**WHAT NEEDS TO BE DONE**
Extract every line of the records below without changing a character, and leave the pictures out.

**ENTRIES SUPPLIED**
+ + + + + + +

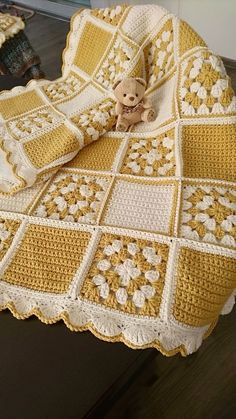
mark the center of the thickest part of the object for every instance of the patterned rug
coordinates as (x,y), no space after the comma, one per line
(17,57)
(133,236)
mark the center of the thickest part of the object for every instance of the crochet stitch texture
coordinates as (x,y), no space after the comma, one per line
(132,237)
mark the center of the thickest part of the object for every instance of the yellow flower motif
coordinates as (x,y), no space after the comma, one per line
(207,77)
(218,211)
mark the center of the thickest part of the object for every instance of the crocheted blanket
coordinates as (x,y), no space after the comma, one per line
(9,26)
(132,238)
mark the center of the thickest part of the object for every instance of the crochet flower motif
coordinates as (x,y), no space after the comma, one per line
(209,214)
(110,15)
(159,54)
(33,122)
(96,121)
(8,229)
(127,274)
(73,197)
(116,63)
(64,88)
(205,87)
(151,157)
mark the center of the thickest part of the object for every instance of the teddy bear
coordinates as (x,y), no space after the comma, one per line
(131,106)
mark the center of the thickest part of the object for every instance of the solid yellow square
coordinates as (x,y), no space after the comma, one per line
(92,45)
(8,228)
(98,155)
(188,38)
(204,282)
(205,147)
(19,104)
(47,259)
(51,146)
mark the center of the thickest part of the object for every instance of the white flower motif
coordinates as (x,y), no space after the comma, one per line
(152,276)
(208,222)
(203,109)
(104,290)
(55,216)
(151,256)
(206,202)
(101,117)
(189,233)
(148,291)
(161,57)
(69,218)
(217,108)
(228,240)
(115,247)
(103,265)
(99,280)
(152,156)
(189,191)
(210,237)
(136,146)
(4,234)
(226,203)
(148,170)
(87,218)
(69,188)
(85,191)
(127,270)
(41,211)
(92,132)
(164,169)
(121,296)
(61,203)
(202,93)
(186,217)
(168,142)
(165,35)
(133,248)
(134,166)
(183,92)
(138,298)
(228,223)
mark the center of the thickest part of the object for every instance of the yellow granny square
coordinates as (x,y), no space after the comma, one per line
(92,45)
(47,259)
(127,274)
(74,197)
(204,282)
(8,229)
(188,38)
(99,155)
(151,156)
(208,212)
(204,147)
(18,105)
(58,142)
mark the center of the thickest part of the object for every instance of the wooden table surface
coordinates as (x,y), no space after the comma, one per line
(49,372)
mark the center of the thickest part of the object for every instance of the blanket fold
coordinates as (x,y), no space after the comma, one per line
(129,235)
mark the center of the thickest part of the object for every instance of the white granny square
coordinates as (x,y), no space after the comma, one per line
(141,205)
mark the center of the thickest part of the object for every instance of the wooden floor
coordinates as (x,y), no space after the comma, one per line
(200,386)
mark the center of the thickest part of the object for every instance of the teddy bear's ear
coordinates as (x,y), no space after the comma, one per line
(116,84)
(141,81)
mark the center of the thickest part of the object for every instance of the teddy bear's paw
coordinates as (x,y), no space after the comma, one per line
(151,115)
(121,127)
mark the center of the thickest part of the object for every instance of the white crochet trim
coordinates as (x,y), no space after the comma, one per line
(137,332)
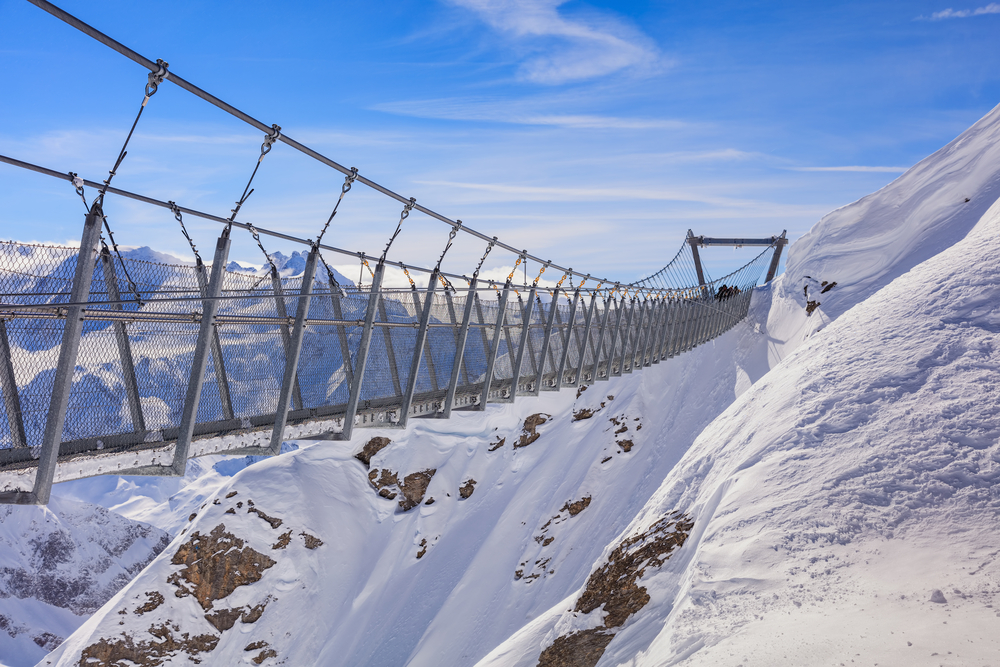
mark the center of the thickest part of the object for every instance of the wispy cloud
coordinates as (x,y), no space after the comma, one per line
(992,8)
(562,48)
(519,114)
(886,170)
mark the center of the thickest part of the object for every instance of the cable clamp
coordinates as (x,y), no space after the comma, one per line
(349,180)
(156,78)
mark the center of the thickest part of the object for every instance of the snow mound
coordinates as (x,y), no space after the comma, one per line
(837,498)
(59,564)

+ + + + + + +

**OUTPUT BELOW**
mark the center of the thickest part of the object for every instance of the patterned rug
coordinates as (x,y), no space after the comma, one per line
(17,57)
(133,236)
mark the center of the thickest part of the object for every instance of the crochet stitch texture
coordinates as (x,y), no space after the comma, one per line
(132,237)
mark the center of the thickest part of the object for every instance of the yellow flower motif
coordinates as (x,y), no space after the comma, one per line
(207,77)
(218,211)
mark the center of the thickest part of the object for every instance of the crocheted blanket
coordinates as (x,y), no space after the comma, one per line
(9,26)
(132,238)
mark the center of the thickest part of the object for every instance of the crochet flower motif
coordinates as (x,y), no space after the comma, one per line
(209,214)
(110,15)
(159,54)
(33,122)
(96,121)
(8,229)
(127,274)
(73,197)
(116,63)
(64,88)
(205,87)
(151,157)
mark the center of the thickest part of the object for every instance of the teddy bear
coordinates as (x,y), no space after the comma, one per line
(131,106)
mark the center of the thickest part of the object for every instance of the solid yellow square
coordinates as (x,y), no space after the comma, one per line
(92,45)
(8,228)
(98,155)
(188,38)
(204,282)
(205,147)
(19,104)
(47,259)
(51,146)
mark the center of the thickest part of the object for every instance of the white flower motif
coordinates as (x,y), no space after the comma, one per line
(152,276)
(208,222)
(203,109)
(104,290)
(55,216)
(151,256)
(206,202)
(101,117)
(189,233)
(148,291)
(161,57)
(69,218)
(217,108)
(228,240)
(115,247)
(103,265)
(99,280)
(152,156)
(189,191)
(210,237)
(136,146)
(4,234)
(226,203)
(148,170)
(87,218)
(69,188)
(85,191)
(127,270)
(41,211)
(92,132)
(164,169)
(121,296)
(61,203)
(202,93)
(186,217)
(168,142)
(165,35)
(133,248)
(134,166)
(183,92)
(138,298)
(228,223)
mark the center of the thickest part of the object for every instance of the yellow granny square
coordinates as (x,y), no space after the comma, one per line
(92,45)
(47,259)
(127,274)
(74,197)
(204,282)
(8,229)
(188,38)
(99,155)
(151,156)
(208,212)
(204,147)
(18,105)
(58,142)
mark the center of the thickest part of the object for every instance of the wooden table surface
coordinates as (x,y), no space after the comma, one per line
(49,372)
mark the center of the thickest part of the object for every instance of the blanket fold
coordinates as (x,y), no space after the comma, one per line
(129,235)
mark the center of the thickest part of the object for every instance of the white granny square
coordinates as (x,y), no space after the comma, one per line
(141,205)
mark the center of the thickest part of the object for every instance of the wooden floor
coordinates as (x,y), no space after the comma, one per line
(200,386)
mark the center of the thickest part of the object for every instance of the teddy bear's ear
coordinates as (x,y), no space after the comma, one per line
(116,84)
(141,81)
mark the center of the thickest part of the object for every instance of the teddy bear's paw
coordinates as (x,y), no space after the comma, one per line
(151,115)
(121,127)
mark the center of the thickest part of the object for every instance of the white crochet trim
coordinates as (x,y), no space after the comma, one per line
(137,332)
mark the center of the thickest part of the object for every instance of the wispy cloud
coordinates as (x,y), no space after the comma, one per line
(992,8)
(562,48)
(519,114)
(886,170)
mark the center of the thickest part of the object for every instance of the cable clamp
coordinates as (x,y), no space after the comma, one per line
(349,180)
(156,78)
mark the center of the thickest part of the object for every instance of the snow mound
coordinates as (x,y), no space after the comma, one per line
(837,498)
(59,564)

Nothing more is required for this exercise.